What you need to do:
Nothing in the records may be altered; repeat them exactly.

Material provided:
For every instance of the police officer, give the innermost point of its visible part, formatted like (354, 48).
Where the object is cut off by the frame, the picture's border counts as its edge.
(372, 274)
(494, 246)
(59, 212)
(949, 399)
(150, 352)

Output for this exercise:
For every instance of the police officer, give the innermost point of its visible part, formatted like (354, 48).
Where the object is cut off by the frame, the picture's border counts as its edge.
(372, 274)
(494, 246)
(59, 212)
(949, 399)
(150, 352)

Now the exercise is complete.